=== What is asked ===
The listing below should be written out exactly; please include all of it.

=== Records for this exercise ===
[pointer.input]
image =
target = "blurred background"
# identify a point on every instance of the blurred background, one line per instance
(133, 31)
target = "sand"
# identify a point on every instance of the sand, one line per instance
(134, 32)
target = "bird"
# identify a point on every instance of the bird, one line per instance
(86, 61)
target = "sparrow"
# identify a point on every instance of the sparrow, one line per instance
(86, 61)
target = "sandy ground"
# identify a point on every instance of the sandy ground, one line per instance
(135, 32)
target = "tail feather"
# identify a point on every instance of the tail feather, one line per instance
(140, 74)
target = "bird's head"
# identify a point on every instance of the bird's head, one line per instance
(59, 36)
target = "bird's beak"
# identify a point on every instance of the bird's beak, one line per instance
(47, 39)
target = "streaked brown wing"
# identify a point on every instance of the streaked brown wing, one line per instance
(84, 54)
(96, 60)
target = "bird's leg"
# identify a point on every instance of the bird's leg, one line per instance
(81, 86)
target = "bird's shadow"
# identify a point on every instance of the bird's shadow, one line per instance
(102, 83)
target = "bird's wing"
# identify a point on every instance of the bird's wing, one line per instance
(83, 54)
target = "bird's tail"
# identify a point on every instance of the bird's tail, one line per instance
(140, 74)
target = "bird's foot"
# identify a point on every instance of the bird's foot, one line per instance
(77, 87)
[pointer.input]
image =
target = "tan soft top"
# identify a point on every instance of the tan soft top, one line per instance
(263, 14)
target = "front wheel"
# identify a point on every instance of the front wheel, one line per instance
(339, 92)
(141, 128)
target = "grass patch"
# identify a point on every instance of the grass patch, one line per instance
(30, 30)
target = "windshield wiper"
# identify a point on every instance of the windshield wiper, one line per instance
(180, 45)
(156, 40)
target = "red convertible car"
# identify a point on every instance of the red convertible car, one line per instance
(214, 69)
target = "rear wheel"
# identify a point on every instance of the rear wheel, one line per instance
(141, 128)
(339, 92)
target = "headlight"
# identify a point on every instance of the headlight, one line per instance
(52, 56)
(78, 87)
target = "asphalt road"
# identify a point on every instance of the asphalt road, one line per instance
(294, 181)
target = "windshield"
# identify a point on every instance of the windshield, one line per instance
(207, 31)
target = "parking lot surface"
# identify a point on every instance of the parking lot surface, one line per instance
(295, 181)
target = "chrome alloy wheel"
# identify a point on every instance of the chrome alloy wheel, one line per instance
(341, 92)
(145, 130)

=== Completed task ===
[pointer.input]
image =
target = "blurred background"
# identify a point on every instance of the blurred background, one line per instance
(133, 31)
target = "sand"
# identify a point on every instance of the sand, one line per instance
(134, 32)
target = "bird"
# identify a point on every instance of the bird, one line per instance
(86, 61)
target = "sparrow"
# identify a point on every instance of the sparrow, one line per instance
(86, 61)
target = "sandy ground"
# identify a point on every instance of the sandy ground, one line per instance
(135, 32)
target = "tail feather"
# identify a point on every instance of the tail feather, one line per instance
(140, 74)
target = "bird's head"
# identify a point on every instance of the bird's head, one line per instance
(59, 36)
target = "bird's beak"
# identify a point on every instance of the bird's beak, one line per instance
(47, 39)
target = "streaked brown wing"
# identify a point on every instance of the streaked brown wing, one line per instance
(84, 54)
(96, 60)
target = "bird's leg"
# identify a point on every instance of the bird's leg, one line per instance
(81, 86)
target = "bird's shadow"
# identify a point on every instance of the bird's shadow, one line per instance
(102, 83)
target = "bird's wing"
# identify a point on every instance of the bird's wing, one line per instance
(83, 54)
target = "bird's tail"
# identify a point on every instance of the bird's tail, one line per instance
(140, 74)
target = "bird's foot"
# identify a point on every instance of the bird's foot, one line per instance
(77, 87)
[pointer.input]
image =
target = "tan soft top"
# identify a point on every instance of the tan soft top, one line per instance
(263, 14)
target = "front wheel"
# identify a point on every instance of the front wheel, one line per instance
(339, 92)
(141, 128)
target = "grass patch"
# identify a point on every instance of the grass patch, one line per instance
(30, 30)
target = "windshield wiper"
# identify a point on every instance of the windshield wiper, one line per instance
(180, 45)
(156, 40)
target = "red convertible car"
# identify a point on every instance of the red convertible car, one line per instance
(214, 69)
target = "rear wheel"
# identify a point on every instance of the rear wheel, one line per instance
(141, 128)
(339, 92)
target = "headlight"
# identify a point on every instance of the headlight, one line per instance
(52, 56)
(78, 87)
target = "asphalt road"
# identify a point on every instance of the asphalt road, one line per instance
(294, 181)
target = "windshield"
# identify a point on every instance of the windshield, one line per instance
(207, 31)
target = "parking lot surface"
# identify a point on every instance of the parking lot surface, one line per instance
(295, 181)
target = "chrome alloy wheel"
# identify a point on every instance of the chrome alloy wheel, one line per instance
(341, 92)
(145, 130)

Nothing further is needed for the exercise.